* **EXTRACTED TEXT**:
=-=-=
Through the Commonwealth Scholarship, Bruce-Vanderpuije earned a master’s degree in environmental policy and management from the University of Gloucestershire in the United Kingdom.
Before returning to school to earn a doctoral degree, Bruce-Vanderpuije worked at the U.K.’s Centre for Environment, Fisheries and Aquaculture Science Center, where she analyzed fish, soil and water samples for environmental contaminants.
Bruce-Vanderpuije also holds a bachelor’s degree in chemistry from Kwame Nkrumah University of Science and Technology in Ghana and a master’s degree in chemistry from Saint Louis University.
At UB, Bruce-Vanderpuije is continuing her studies on pollutant identification and measurement under Joseph A. Gardella Jr., SUNY Distinguished Professor and John and Frances Larkin Professor of Chemistry, and Diana Aga, professor of chemistry.
Her current projects range from examining pesticide and herbicide levels in food and urine to analyzing the diffusion of flame-retardant chemicals in camping-tent fabrics.
As a teaching assistant, Bruce-Vanderpuije’s time and funding for research is limited. The Faculty for the Future Fellowship will allow her to focus on her studies and publish in her field.
“It is a great honor for Penny to be awarded this fellowship,” says Gardella. “Penny is focused on helping her country through her own actions and those of the next generations of students in Ghana. I believe she will have a profound impact based on the work she has done and plans to do. The freedom and support that the fellowship provides is a critical factor to achieving her dreams,” he says.
Outside of the lab, Bruce-Vanderpuije volunteers her time teaching science to students in Buffalo Public Schools through the Interdisciplinary Science and Engineering Partnership (ISEP) program, which is directed by Gardella.
“It’s a great experience; you interact with students who are actually interested in performing basic experiments,” says Bruce-Vanderpuije. “It brings joy to them and myself because I never had this exposure growing up. I’m reliving my younger school years through these kids.”
The Faculty for the Future Fellowship is supported by Schlumberger, an oilfield services company.
=-=-=
* **WHAT YOU NEED TO DO**: Transcribe the portion of the passage on Bruce-Vanderpuije's fellowship that opens with the words "As a teaching" and closes with "directed by Gardella.".

* **Dataset records on object locations**:
=-=-=
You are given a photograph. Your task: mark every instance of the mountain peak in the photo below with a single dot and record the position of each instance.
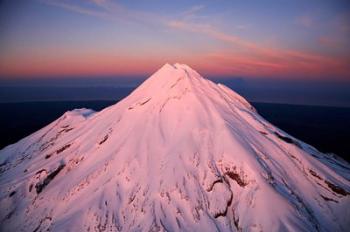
(179, 153)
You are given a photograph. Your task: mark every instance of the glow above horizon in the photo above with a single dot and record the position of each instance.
(289, 39)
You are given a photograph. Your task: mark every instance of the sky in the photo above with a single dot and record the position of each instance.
(281, 39)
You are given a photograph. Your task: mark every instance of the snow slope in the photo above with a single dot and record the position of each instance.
(180, 153)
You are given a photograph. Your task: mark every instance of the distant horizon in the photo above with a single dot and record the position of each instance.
(276, 39)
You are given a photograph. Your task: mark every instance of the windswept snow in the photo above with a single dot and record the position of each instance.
(180, 153)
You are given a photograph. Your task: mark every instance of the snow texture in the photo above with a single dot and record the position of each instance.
(180, 153)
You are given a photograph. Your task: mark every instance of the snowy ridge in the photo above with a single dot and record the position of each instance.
(180, 153)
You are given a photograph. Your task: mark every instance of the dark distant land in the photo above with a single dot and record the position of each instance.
(326, 128)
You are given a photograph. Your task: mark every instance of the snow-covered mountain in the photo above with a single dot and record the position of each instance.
(180, 153)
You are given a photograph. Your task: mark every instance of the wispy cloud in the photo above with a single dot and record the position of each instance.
(305, 20)
(246, 56)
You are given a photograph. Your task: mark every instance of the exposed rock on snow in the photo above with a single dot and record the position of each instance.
(180, 153)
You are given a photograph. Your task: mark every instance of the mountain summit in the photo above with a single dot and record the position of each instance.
(180, 153)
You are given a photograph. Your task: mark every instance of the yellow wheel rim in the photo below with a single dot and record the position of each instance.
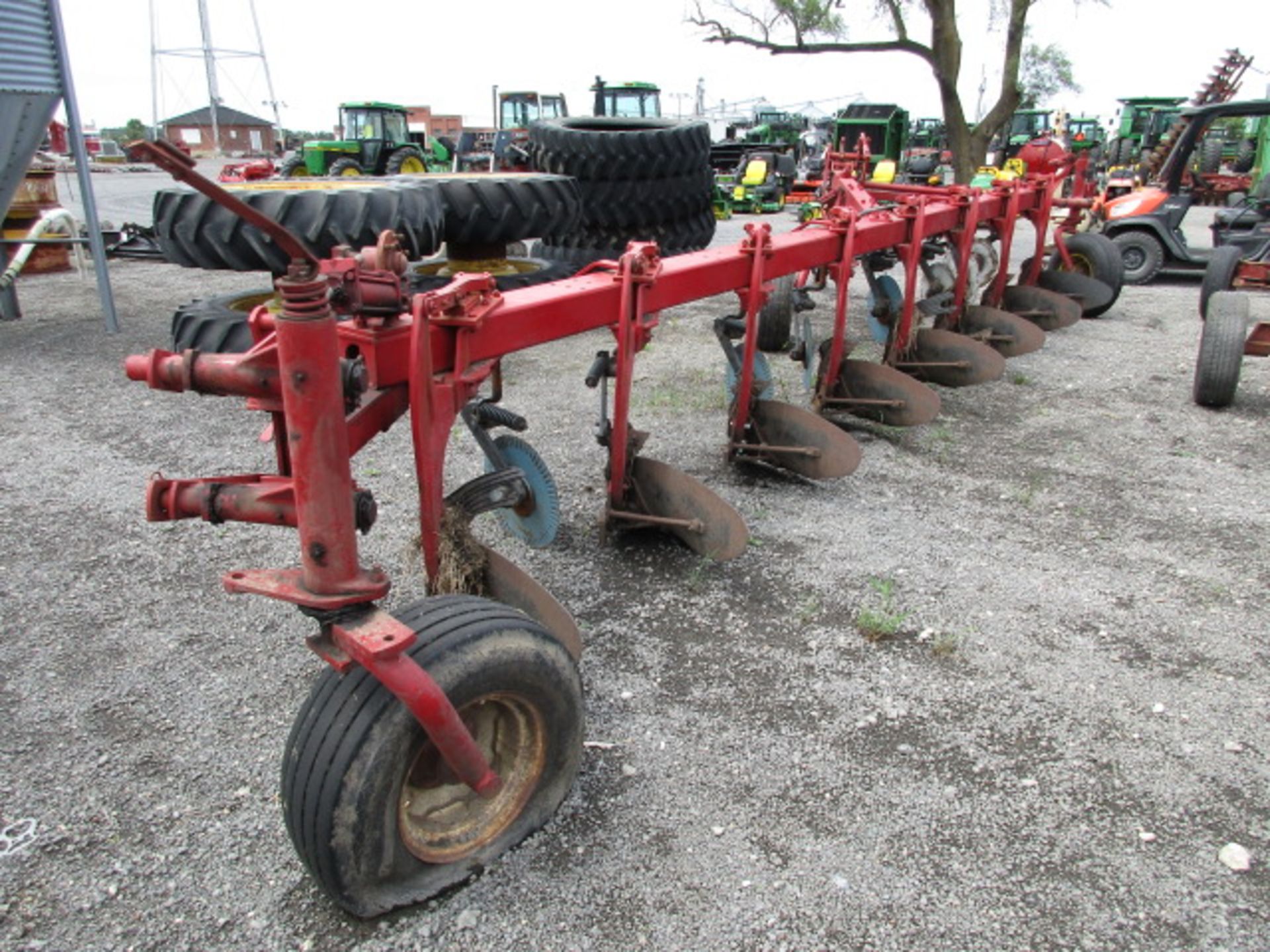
(441, 819)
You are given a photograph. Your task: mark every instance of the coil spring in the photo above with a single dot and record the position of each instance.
(304, 300)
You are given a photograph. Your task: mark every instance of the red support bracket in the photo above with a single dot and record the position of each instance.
(636, 272)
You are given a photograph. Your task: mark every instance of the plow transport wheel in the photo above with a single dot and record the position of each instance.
(879, 393)
(1007, 333)
(952, 360)
(1090, 294)
(786, 426)
(667, 493)
(509, 584)
(374, 811)
(1048, 310)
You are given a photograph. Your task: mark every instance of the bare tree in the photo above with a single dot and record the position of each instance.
(816, 27)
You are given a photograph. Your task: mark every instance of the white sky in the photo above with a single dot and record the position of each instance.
(448, 55)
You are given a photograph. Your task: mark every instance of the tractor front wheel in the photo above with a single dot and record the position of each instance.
(374, 811)
(346, 167)
(1221, 349)
(294, 168)
(405, 160)
(1142, 254)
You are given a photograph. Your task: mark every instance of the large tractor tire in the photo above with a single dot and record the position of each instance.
(196, 233)
(610, 204)
(620, 149)
(218, 325)
(483, 208)
(372, 810)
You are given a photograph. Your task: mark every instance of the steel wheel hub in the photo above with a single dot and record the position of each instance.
(440, 818)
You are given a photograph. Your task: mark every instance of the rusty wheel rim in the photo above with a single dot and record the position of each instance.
(441, 819)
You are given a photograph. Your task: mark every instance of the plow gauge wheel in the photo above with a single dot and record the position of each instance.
(538, 520)
(1048, 310)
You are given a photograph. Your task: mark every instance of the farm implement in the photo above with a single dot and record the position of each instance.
(443, 736)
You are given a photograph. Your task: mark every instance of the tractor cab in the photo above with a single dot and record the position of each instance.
(516, 111)
(638, 100)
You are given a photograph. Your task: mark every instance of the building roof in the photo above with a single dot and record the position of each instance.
(224, 117)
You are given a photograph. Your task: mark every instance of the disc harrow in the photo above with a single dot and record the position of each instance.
(349, 353)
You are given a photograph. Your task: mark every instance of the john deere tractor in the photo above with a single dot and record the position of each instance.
(376, 143)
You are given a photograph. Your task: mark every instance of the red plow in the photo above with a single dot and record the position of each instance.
(389, 803)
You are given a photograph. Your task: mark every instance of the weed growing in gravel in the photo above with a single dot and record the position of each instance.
(884, 621)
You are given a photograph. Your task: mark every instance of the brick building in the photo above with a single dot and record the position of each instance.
(240, 134)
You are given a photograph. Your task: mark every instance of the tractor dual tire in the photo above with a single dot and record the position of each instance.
(618, 204)
(1220, 274)
(1221, 349)
(196, 233)
(694, 233)
(372, 813)
(483, 208)
(218, 325)
(525, 273)
(619, 149)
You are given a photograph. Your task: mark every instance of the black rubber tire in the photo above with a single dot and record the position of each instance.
(218, 325)
(609, 204)
(353, 744)
(1210, 155)
(1096, 257)
(421, 276)
(483, 208)
(196, 233)
(1142, 254)
(693, 233)
(619, 149)
(1218, 276)
(1245, 157)
(777, 317)
(393, 167)
(1221, 349)
(346, 168)
(294, 168)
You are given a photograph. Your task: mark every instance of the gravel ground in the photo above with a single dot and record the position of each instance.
(1067, 727)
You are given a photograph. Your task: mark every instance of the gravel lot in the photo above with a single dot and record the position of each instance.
(1067, 728)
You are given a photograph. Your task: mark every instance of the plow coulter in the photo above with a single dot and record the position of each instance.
(443, 736)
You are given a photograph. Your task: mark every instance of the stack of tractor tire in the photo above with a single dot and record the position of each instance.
(639, 180)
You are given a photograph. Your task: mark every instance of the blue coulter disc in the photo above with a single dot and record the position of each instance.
(536, 528)
(763, 389)
(889, 287)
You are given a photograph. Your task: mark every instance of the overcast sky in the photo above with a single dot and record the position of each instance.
(448, 55)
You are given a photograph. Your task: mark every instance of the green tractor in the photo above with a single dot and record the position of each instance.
(378, 143)
(884, 126)
(630, 99)
(1143, 122)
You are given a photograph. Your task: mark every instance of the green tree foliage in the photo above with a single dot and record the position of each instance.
(784, 27)
(1046, 73)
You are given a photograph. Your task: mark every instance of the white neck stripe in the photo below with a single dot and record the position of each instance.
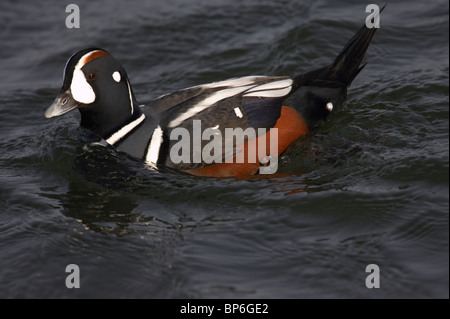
(153, 148)
(125, 130)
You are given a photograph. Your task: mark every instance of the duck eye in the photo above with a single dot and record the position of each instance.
(91, 76)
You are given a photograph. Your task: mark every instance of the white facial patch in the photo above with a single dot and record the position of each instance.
(81, 90)
(116, 76)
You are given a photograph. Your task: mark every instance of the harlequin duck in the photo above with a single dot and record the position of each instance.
=-=-=
* **EXPECTED OUTPUT**:
As a teaching assistant, Bruce-Vanderpuije’s time and funding for research is limited. The Faculty for the Future Fellowship will allow her to focus on her studies and publish in her field.
“It is a great honor for Penny to be awarded this fellowship,” says Gardella. “Penny is focused on helping her country through her own actions and those of the next generations of students in Ghana. I believe she will have a profound impact based on the work she has done and plans to do. The freedom and support that the fellowship provides is a critical factor to achieving her dreams,” he says.
Outside of the lab, Bruce-Vanderpuije volunteers her time teaching science to students in Buffalo Public Schools through the Interdisciplinary Science and Engineering Partnership (ISEP) program, which is directed by Gardella.